TEXT SECTION
Humour

When did restaurants become so rule-bound?

All Ndumiso Ngcobo wants is to be able to order breakfast after noon

28 January 2018 - 00:00 By Ndumiso Ngcobo

In Falling Down, a 1993 Hollywood flick starring Michael Douglas and Robert Duvall, William Foster (played by Douglas) is a frustrated, recently retrenched engineer who is estranged from his wife. On a particularly hot day in LA a series of run-ins prompt him to sardonically interrogate (assault rifle in hand) his society's norms, rampant commercialism and that favourite obsession of the naartjie-coloured toddler in the White House, the American way of life.
There is one scene that particularly resonated with me. Feeling a little peckish after an encounter with a bunch of violent gangbangers, Foster saunters into a fast-food outlet at 11h32 and orders breakfast. A perky meal and beverages co-ordinator called Sheila tells him they stopped serving breakfast at 11h30. After an altercation with her gap-toothed manager Rick, Foster whips out the Uzi and gently persuades them to serve him breakfast.
I cannot count the number of times I've wished I had the cojones to carry an Uzi into eating establishments, but I have had to rely instead on loud tantrums, subtle insults and good ole sarcasm to convey to restaurants my disapproval of their rules.I have asked, "Do you have eggs in your pantry?" ("Yes"). "Do you have bacon?" ("Yes"). "Do you have tomatoes?" ("Yes, but you don't understand ...")
Actually, I do understand. In my previous life I used to slave for the food service unit of Unilever, in a technical capacity. I literally spent hundreds of hours "at the back", with chefs and fryers. I have more than just a cursory appreciation of the difficulties and technical complexities of preparing scrambled eggs and pork bangers in the middle of preparing a salmon, prawn and avo salad, while simultaneously attempting to straddle the balance between medium-rare and medium-well wet-aged sirloin.When I first came to live in Johannesburg in '94, I used to hang out in the Yeoville, Berea and Hillbrow area quite a lot. There was a quaint restaurant/pub on the corner of Pretoria and Claim called Café Three Sisters that I loved almost as much as I loved the Yard of Ale in the Market Theatre precinct. The manager of the place totally understood the psyche of the patron.

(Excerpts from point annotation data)
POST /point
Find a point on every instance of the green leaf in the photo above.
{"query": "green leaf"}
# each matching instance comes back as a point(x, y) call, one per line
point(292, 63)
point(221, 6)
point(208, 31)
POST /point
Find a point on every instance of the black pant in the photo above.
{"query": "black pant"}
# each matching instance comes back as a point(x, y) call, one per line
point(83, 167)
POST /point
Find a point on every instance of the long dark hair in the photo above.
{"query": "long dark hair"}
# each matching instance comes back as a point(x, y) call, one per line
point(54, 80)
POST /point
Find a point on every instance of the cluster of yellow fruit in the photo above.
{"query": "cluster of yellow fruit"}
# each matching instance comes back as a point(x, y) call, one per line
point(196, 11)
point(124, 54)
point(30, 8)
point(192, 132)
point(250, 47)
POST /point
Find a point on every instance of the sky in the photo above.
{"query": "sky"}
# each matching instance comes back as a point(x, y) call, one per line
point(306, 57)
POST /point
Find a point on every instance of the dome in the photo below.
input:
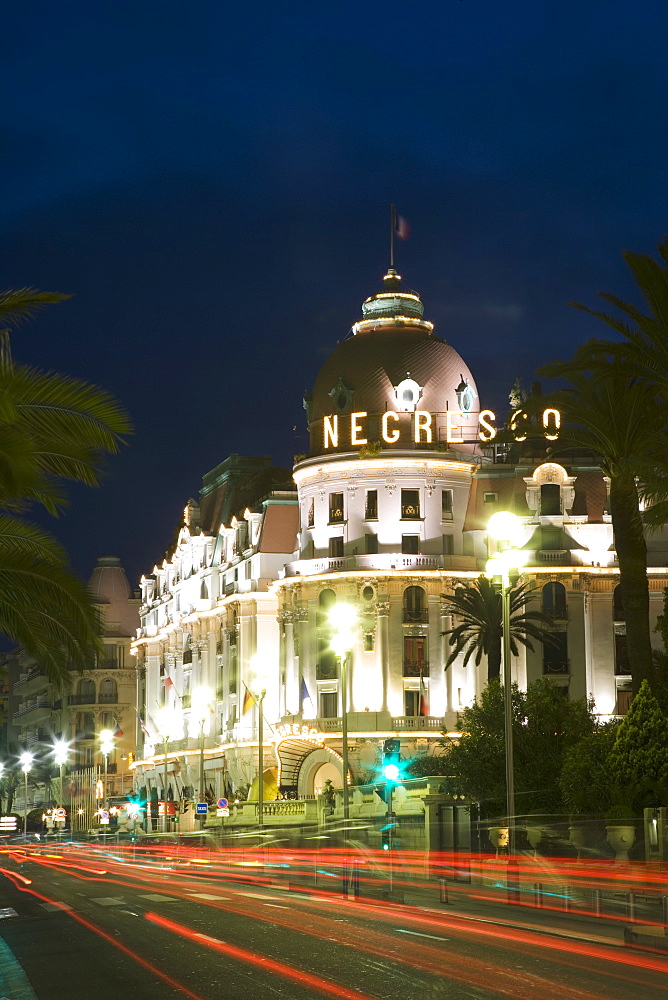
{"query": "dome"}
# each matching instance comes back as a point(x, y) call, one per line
point(393, 362)
point(110, 588)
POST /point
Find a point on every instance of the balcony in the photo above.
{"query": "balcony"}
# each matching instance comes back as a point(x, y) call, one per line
point(381, 561)
point(81, 699)
point(33, 711)
point(418, 723)
point(419, 616)
point(414, 668)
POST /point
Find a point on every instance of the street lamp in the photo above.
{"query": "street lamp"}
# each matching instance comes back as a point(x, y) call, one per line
point(60, 752)
point(26, 759)
point(168, 722)
point(106, 738)
point(504, 569)
point(201, 709)
point(343, 617)
point(259, 690)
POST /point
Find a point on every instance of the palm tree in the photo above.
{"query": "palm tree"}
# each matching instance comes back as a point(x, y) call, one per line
point(622, 419)
point(53, 429)
point(478, 608)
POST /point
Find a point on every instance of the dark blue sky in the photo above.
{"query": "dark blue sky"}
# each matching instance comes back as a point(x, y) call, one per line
point(212, 184)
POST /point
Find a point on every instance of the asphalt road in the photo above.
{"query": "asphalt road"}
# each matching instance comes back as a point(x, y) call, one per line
point(79, 924)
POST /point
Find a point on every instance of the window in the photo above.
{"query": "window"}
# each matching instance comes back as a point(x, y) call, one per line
point(335, 508)
point(108, 692)
point(618, 613)
point(371, 505)
point(415, 605)
point(410, 504)
point(550, 498)
point(412, 702)
point(555, 654)
point(415, 663)
point(446, 505)
point(85, 692)
point(336, 547)
point(329, 702)
point(622, 665)
point(554, 600)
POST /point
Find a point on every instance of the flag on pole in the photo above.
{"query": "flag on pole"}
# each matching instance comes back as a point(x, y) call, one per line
point(402, 228)
point(249, 701)
point(142, 724)
point(305, 695)
point(424, 700)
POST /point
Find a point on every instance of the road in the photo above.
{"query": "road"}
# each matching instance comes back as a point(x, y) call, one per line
point(81, 922)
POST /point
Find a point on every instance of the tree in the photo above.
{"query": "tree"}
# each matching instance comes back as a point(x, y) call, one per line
point(53, 429)
point(585, 782)
point(638, 760)
point(622, 420)
point(478, 609)
point(546, 723)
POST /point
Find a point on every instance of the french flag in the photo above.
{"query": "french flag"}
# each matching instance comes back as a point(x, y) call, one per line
point(401, 227)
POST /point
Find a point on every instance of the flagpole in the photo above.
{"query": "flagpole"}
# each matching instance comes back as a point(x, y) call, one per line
point(392, 228)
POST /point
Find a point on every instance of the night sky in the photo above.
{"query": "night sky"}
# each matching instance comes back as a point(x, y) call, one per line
point(211, 182)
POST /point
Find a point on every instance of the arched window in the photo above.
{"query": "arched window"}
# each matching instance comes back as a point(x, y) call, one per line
point(86, 691)
point(550, 498)
point(326, 662)
point(108, 691)
point(554, 600)
point(618, 613)
point(415, 605)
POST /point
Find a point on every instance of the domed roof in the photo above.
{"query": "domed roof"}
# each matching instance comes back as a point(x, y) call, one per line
point(394, 361)
point(110, 588)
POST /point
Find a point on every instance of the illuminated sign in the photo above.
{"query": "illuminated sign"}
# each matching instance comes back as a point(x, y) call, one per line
point(288, 730)
point(422, 427)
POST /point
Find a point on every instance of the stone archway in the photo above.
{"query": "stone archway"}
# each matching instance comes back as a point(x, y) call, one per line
point(312, 765)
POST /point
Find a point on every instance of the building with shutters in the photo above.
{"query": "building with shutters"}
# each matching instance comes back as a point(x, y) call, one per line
point(388, 512)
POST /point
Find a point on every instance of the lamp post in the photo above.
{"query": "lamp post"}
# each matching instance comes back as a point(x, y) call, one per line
point(26, 759)
point(259, 690)
point(106, 738)
point(168, 723)
point(344, 617)
point(201, 708)
point(60, 753)
point(505, 567)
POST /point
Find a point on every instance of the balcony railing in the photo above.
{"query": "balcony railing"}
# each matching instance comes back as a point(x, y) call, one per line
point(420, 616)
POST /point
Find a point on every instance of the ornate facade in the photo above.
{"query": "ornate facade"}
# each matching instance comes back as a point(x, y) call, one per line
point(389, 515)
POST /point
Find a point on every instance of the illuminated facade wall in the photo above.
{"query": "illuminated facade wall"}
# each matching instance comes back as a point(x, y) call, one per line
point(389, 527)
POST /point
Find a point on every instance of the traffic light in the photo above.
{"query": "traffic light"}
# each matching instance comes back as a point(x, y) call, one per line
point(391, 752)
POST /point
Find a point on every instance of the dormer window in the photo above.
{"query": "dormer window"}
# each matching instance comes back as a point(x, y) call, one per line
point(408, 394)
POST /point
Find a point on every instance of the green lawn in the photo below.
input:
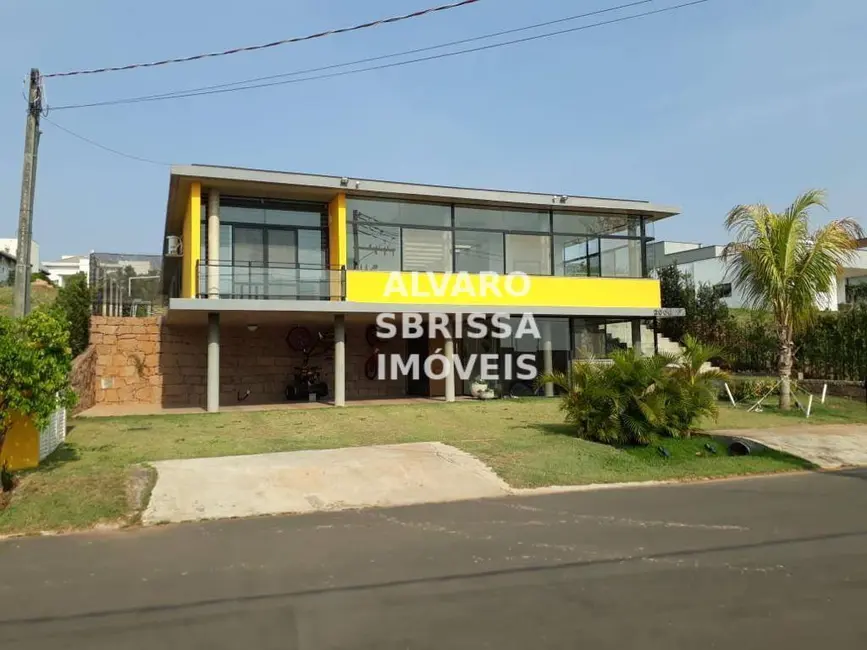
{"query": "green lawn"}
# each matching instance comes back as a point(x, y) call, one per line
point(525, 442)
point(39, 295)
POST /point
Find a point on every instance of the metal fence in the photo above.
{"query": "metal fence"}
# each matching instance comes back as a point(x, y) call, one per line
point(53, 434)
point(126, 284)
point(271, 281)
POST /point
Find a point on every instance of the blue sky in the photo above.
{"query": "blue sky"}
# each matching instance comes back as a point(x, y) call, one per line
point(732, 101)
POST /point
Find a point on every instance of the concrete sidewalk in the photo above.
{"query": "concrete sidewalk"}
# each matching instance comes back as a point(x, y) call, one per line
point(831, 446)
point(308, 481)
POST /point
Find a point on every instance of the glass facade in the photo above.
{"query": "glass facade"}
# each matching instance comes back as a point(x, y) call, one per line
point(269, 249)
point(503, 220)
point(280, 248)
point(408, 236)
point(477, 251)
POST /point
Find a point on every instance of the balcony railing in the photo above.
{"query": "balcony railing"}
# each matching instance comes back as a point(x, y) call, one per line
point(271, 281)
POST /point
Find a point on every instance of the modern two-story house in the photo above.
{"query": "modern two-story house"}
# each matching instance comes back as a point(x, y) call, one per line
point(262, 253)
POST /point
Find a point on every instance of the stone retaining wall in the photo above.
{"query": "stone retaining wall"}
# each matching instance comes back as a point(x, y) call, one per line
point(83, 379)
point(144, 361)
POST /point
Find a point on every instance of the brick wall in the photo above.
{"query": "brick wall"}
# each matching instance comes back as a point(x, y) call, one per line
point(144, 361)
point(83, 379)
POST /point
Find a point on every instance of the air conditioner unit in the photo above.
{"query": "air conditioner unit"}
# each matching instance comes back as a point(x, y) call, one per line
point(174, 246)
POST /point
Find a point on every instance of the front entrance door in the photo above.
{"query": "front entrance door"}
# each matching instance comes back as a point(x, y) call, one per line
point(419, 348)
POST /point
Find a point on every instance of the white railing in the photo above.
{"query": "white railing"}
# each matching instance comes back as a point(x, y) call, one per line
point(53, 434)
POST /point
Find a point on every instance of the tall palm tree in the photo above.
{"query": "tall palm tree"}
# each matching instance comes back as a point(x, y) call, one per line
point(781, 266)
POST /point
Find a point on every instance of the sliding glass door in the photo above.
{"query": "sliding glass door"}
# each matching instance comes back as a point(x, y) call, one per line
point(282, 268)
point(248, 255)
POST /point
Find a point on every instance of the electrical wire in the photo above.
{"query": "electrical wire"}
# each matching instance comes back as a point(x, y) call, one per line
point(264, 46)
point(342, 73)
point(295, 73)
point(103, 147)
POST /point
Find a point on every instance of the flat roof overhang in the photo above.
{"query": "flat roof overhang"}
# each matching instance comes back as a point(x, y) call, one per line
point(194, 311)
point(315, 187)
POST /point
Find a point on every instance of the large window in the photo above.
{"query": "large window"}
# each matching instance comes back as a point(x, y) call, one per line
point(410, 236)
point(427, 250)
point(398, 212)
point(479, 252)
point(399, 235)
point(505, 220)
point(530, 254)
point(269, 249)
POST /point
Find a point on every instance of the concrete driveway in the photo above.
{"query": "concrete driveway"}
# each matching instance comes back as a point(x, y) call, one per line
point(308, 481)
point(832, 446)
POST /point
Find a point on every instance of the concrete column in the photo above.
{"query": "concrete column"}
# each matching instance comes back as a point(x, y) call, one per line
point(636, 338)
point(213, 363)
point(449, 351)
point(213, 275)
point(339, 360)
point(547, 356)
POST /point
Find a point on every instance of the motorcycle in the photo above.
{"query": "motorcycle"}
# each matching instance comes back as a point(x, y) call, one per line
point(306, 382)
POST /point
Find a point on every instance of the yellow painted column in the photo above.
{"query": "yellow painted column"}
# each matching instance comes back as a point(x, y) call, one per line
point(21, 448)
point(336, 241)
point(192, 238)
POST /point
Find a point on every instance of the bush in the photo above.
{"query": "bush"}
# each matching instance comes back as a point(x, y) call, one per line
point(752, 389)
point(35, 360)
point(74, 302)
point(633, 398)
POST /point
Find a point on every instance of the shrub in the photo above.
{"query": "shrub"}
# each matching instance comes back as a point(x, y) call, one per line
point(692, 388)
point(74, 301)
point(35, 360)
point(633, 398)
point(752, 389)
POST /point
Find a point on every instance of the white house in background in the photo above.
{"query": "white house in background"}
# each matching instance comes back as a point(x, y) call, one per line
point(66, 266)
point(7, 267)
point(10, 247)
point(705, 265)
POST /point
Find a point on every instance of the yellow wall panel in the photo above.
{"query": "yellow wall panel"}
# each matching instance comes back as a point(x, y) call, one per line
point(477, 290)
point(21, 448)
point(192, 240)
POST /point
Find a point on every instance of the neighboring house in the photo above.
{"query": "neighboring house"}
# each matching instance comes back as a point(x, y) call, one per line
point(66, 266)
point(705, 265)
point(290, 250)
point(10, 247)
point(7, 268)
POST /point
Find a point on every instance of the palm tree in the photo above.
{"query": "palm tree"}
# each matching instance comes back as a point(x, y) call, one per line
point(781, 266)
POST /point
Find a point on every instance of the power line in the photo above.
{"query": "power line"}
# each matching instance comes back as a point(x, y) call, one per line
point(105, 148)
point(295, 73)
point(264, 46)
point(342, 73)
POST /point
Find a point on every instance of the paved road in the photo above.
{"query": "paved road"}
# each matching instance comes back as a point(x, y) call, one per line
point(761, 563)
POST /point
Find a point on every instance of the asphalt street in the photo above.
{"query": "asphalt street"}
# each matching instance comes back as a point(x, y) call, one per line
point(753, 563)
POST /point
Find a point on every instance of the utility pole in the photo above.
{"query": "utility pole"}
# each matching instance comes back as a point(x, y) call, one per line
point(28, 183)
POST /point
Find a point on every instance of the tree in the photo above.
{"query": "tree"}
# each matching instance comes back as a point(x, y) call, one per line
point(711, 319)
point(781, 266)
point(35, 361)
point(74, 300)
point(677, 291)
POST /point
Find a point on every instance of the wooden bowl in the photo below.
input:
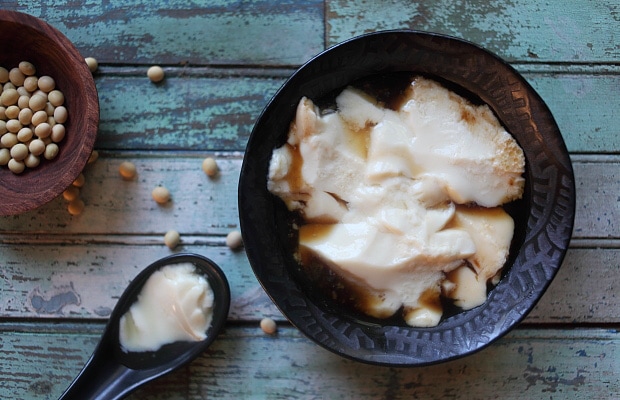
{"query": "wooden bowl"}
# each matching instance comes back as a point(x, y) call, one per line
point(26, 38)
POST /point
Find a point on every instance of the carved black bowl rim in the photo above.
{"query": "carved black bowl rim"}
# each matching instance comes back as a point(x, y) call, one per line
point(544, 218)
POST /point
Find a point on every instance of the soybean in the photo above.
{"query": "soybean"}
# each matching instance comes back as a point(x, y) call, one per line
point(172, 239)
point(161, 195)
point(127, 170)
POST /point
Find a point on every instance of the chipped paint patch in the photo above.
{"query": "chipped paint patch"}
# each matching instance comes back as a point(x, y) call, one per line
point(54, 302)
point(553, 381)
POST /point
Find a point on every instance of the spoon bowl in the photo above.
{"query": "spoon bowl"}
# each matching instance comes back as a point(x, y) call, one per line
point(112, 373)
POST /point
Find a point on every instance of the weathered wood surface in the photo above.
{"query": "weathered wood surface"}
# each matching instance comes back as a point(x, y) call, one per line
point(244, 363)
point(60, 276)
point(520, 31)
point(220, 32)
point(205, 206)
point(84, 282)
point(72, 255)
point(207, 112)
point(263, 32)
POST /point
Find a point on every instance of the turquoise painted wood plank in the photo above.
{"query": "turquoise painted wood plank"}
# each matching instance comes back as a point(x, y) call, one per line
point(215, 113)
point(289, 32)
point(257, 32)
point(84, 280)
point(75, 281)
point(521, 30)
point(182, 113)
point(203, 206)
point(243, 363)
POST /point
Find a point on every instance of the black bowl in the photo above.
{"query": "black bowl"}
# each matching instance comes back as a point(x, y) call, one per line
point(543, 218)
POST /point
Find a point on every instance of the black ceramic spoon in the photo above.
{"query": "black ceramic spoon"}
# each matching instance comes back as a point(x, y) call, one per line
point(111, 373)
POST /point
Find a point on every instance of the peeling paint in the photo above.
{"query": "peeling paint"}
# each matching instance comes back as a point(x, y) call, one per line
point(46, 303)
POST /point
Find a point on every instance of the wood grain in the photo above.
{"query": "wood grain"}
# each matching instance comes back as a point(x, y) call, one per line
point(259, 32)
point(60, 276)
point(80, 281)
point(517, 31)
point(209, 112)
point(245, 363)
point(204, 206)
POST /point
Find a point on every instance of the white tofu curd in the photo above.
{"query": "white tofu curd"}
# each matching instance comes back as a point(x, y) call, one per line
point(175, 304)
point(403, 204)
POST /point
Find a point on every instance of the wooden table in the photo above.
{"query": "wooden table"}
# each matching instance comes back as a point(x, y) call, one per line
point(60, 275)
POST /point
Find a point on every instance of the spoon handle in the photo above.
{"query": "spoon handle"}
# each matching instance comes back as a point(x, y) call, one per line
point(102, 379)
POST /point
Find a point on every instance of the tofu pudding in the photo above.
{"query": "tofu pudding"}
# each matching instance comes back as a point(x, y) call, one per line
point(402, 201)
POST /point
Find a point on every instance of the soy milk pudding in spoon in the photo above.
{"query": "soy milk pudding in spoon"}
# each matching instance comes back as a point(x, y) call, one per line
point(402, 201)
point(176, 304)
point(169, 314)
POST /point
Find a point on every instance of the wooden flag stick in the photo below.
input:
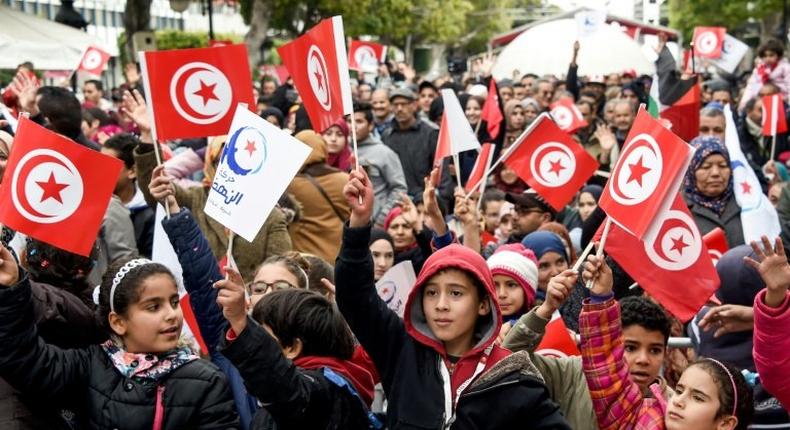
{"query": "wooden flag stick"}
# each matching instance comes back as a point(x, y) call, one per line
point(601, 245)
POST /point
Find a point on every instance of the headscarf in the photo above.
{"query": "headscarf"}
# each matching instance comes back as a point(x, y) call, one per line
point(541, 242)
point(277, 113)
point(342, 159)
point(213, 151)
point(706, 146)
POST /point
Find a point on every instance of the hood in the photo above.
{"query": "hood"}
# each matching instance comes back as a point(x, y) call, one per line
point(316, 143)
point(457, 257)
point(355, 374)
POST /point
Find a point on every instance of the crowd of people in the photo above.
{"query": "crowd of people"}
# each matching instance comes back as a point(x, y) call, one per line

THE REQUEST
In the humor column about restaurant rules, which foods does the writer ask a restaurant whether it has on hand?

THE ANSWER
Eggs, bacon, tomatoes